Beneath this line are entries. Copy the range from the line with "Target: spider eye" to the line with "[pin] white and", ends included, exactly; leave pictures out.

BEGIN Source data

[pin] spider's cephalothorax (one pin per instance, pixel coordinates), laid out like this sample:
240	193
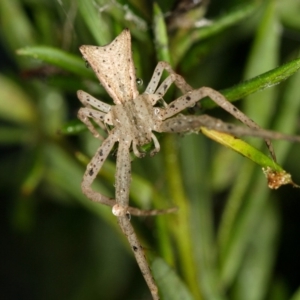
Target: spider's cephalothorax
133	119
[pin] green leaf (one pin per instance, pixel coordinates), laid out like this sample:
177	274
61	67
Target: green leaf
15	104
257	83
59	58
169	284
180	44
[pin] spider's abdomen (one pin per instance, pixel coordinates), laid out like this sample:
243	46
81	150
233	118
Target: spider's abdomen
134	119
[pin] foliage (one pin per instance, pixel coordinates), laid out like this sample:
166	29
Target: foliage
232	238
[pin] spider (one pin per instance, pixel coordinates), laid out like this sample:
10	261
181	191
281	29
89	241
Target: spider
131	122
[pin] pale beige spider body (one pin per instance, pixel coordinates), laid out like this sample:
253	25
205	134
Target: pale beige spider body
133	119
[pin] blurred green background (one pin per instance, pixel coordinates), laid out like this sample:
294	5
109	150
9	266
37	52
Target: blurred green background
232	237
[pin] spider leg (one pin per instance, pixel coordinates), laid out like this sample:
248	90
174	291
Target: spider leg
88	100
123	178
189	100
174	77
93	168
87	112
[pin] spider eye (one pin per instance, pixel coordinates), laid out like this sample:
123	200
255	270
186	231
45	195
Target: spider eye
139	81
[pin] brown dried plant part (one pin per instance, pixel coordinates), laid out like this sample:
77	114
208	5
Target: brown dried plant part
133	119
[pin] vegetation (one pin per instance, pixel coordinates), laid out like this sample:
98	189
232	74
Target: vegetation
232	237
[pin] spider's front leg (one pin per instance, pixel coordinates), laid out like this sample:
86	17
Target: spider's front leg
164	86
89	112
192	97
94	167
123	178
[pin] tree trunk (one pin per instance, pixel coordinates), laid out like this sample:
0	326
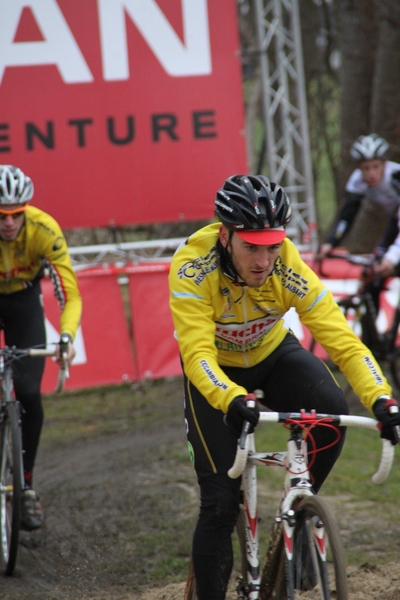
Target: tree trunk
385	106
357	35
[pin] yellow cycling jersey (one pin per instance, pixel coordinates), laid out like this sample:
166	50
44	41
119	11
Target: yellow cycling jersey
218	323
41	243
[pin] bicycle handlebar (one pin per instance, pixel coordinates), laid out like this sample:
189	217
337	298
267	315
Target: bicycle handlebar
387	454
362	260
35	352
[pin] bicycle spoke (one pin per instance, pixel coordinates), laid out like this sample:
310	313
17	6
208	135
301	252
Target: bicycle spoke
317	569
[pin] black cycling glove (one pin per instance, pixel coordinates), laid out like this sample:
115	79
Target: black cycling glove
239	412
386	410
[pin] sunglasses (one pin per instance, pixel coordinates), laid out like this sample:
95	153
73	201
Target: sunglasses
15	214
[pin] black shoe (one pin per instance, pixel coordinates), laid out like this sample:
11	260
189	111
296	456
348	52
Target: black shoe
31	510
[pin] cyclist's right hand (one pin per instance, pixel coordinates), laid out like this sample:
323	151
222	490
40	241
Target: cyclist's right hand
385	268
386	410
239	412
324	250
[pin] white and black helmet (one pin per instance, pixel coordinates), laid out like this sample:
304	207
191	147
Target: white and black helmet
369	147
15	186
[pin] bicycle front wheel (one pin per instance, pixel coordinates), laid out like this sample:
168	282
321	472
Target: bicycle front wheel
317	568
11	486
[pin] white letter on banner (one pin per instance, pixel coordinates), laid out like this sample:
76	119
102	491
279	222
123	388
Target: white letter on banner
179	60
58	48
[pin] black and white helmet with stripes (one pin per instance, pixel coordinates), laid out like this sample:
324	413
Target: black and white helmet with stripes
15	186
369	147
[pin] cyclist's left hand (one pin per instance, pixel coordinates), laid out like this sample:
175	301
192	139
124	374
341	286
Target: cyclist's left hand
384	268
390	421
68	356
239	412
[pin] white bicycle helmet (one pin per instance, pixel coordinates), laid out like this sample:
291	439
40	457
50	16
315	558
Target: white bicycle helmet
369	147
15	186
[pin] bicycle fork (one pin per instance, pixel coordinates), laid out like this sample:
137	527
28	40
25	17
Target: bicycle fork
297	486
251	587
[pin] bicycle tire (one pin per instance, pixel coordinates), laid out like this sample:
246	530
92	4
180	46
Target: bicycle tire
395	368
308	575
273	580
190	589
11	486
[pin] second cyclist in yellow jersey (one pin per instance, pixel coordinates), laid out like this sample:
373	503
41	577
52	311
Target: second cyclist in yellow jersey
30	242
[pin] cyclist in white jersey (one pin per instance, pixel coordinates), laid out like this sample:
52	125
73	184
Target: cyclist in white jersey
376	180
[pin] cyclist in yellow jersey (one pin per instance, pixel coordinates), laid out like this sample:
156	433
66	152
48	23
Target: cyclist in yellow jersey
231	283
31	241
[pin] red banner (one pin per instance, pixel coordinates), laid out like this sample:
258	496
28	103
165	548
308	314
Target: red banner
127	332
104	352
153	330
122	110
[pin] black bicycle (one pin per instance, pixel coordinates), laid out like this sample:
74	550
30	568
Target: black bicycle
11	468
360	310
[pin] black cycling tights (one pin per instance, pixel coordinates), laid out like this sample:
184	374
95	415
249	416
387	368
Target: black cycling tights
23	318
292	378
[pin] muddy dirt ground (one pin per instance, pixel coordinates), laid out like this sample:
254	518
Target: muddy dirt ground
120	507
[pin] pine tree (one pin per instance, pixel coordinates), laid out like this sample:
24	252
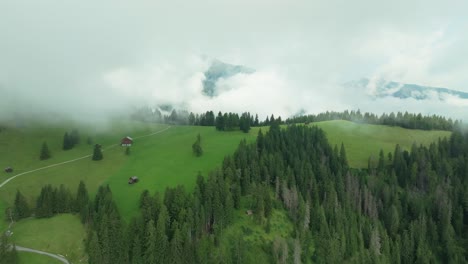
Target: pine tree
151	256
82	197
21	207
74	137
67	142
97	154
161	241
45	153
196	147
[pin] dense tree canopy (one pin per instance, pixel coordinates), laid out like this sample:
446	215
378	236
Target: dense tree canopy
410	206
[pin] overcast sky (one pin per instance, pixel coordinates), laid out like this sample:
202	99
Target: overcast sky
84	57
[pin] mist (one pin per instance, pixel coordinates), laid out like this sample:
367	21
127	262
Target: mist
90	60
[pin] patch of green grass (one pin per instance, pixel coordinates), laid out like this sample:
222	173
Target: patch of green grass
363	140
3	221
33	258
93	173
167	160
256	241
61	234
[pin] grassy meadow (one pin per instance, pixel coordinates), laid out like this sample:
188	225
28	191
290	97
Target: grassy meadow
33	258
61	234
362	140
159	161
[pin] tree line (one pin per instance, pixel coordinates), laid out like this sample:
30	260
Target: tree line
407	207
405	120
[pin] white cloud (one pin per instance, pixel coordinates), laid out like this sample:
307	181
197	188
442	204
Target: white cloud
83	57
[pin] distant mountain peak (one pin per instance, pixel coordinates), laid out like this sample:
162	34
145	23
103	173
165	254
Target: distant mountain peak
221	70
381	88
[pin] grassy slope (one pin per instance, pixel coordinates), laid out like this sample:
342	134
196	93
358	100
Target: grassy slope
61	234
32	258
167	161
362	140
159	161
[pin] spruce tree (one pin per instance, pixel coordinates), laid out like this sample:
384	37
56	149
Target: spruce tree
82	197
97	154
21	207
196	147
45	153
67	142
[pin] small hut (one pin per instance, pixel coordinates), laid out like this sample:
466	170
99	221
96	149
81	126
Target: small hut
126	142
132	180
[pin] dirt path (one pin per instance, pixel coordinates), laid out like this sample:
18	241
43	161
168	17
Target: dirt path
58	257
73	160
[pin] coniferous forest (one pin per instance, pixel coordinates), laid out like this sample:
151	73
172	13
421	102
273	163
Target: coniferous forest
409	207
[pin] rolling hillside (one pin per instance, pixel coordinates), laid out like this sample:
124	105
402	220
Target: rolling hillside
163	159
362	140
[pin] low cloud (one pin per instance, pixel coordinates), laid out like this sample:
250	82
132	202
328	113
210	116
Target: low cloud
93	61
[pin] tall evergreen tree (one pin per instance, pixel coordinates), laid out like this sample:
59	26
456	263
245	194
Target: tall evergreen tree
21	207
97	153
151	252
67	142
45	152
196	147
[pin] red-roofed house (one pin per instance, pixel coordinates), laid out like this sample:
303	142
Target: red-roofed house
126	141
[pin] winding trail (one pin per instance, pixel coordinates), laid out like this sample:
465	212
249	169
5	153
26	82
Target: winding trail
73	160
59	257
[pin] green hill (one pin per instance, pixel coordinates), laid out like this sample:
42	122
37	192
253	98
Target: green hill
161	157
362	140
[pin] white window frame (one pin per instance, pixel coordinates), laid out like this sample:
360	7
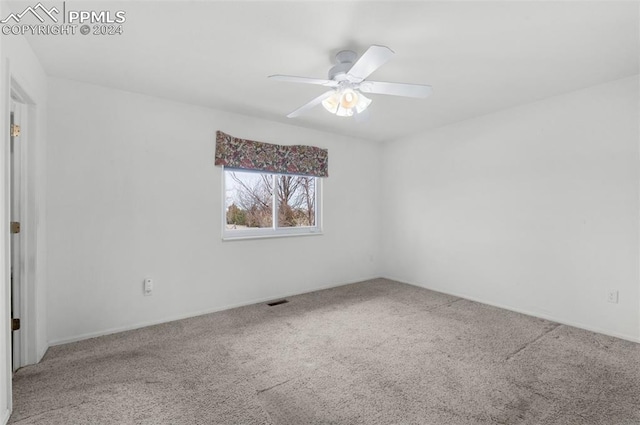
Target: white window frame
274	231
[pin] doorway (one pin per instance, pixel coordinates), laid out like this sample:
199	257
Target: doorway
16	206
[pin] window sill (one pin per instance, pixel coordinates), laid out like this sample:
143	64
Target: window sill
240	237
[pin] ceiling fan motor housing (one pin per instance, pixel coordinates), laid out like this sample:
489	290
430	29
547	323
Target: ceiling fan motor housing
345	59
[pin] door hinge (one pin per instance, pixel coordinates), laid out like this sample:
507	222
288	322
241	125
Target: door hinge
15	130
15	227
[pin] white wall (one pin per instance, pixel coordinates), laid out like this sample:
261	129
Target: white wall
19	64
133	193
533	208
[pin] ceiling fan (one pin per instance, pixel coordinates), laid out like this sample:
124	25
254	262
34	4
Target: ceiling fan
348	82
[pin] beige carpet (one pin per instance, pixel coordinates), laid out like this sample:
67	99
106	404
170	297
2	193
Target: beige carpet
377	352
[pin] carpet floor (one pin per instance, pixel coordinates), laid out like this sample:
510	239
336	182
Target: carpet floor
376	352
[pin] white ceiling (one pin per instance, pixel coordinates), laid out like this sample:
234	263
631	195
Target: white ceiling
479	56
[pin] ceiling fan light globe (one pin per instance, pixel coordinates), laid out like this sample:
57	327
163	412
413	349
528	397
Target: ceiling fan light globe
332	103
349	99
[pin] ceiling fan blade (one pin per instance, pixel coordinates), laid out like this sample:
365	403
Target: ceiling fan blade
372	59
304	80
318	100
395	89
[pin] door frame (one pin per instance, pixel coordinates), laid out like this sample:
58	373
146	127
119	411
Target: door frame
26	294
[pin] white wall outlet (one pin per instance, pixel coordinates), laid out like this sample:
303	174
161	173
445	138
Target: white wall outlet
148	287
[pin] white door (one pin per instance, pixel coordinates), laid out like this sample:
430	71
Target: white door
16	260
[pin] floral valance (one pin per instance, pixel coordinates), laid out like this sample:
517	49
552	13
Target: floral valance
251	155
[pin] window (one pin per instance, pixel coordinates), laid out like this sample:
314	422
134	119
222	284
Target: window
259	204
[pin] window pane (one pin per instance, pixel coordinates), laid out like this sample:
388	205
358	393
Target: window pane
296	201
248	199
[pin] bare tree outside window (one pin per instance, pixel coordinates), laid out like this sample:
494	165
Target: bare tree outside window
249	200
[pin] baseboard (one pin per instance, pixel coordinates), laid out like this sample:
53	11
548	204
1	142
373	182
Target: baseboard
523	311
194	314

END Source data

Exercise response >>
Target: spider eye
139	81
[pin] brown dried plant part (one pin per instance, pixel coordinates), laid out like this sample:
77	114
208	5
Target: brown dried plant part
133	119
[pin] vegetation (one pin per instance, pixel coordinates), laid out like this sample:
98	189
232	74
Target: vegetation
232	237
[pin] spider's front leg (one pin per instance, pixel coordinates), laid out like this sample:
86	17
Target: spider's front leg
164	86
89	112
192	97
94	167
123	178
[pin] tree trunk (one pin per instance, pixel coordinates), laid out like this sample:
0	326
Target: tree trunk
385	106
357	35
[pin] yellow cycling jersey (one pin per instance, pixel coordinates), laid out like this sample:
166	50
44	41
119	11
Target: yellow cycling jersey
218	323
41	243
[pin] bicycle handlebar (one pin per instance, pixel coordinates), laid out like this sample:
189	217
337	298
267	315
Target: bicycle handlebar
387	454
362	260
35	352
[pin] bicycle spoke (one pin per instance, pixel coordinates), laid out like this sample:
310	313
17	6
208	135
301	252
Target: bicycle spoke
317	569
[pin] black cycling glove (one pin per instance, pixel coordinates), laid out like this sample:
115	79
Target: black cycling glove
239	412
386	410
[pin] sunglasses (one pin per instance, pixel coordinates), laid out like this sample:
95	153
73	201
Target: sunglasses
15	214
[pin] black shoe (one pin per instance, pixel coordinates), laid out like this sample:
11	260
189	111
296	456
348	52
Target: black shoe
31	510
[pin] cyclist's right hand (one pin per instance, pixel coordinates), laid out like this sample:
323	151
222	490
40	241
Target: cyclist's right hand
385	268
386	410
239	412
324	250
[pin] white and black helmet (one pin per instance, pixel coordinates), laid out like this sample:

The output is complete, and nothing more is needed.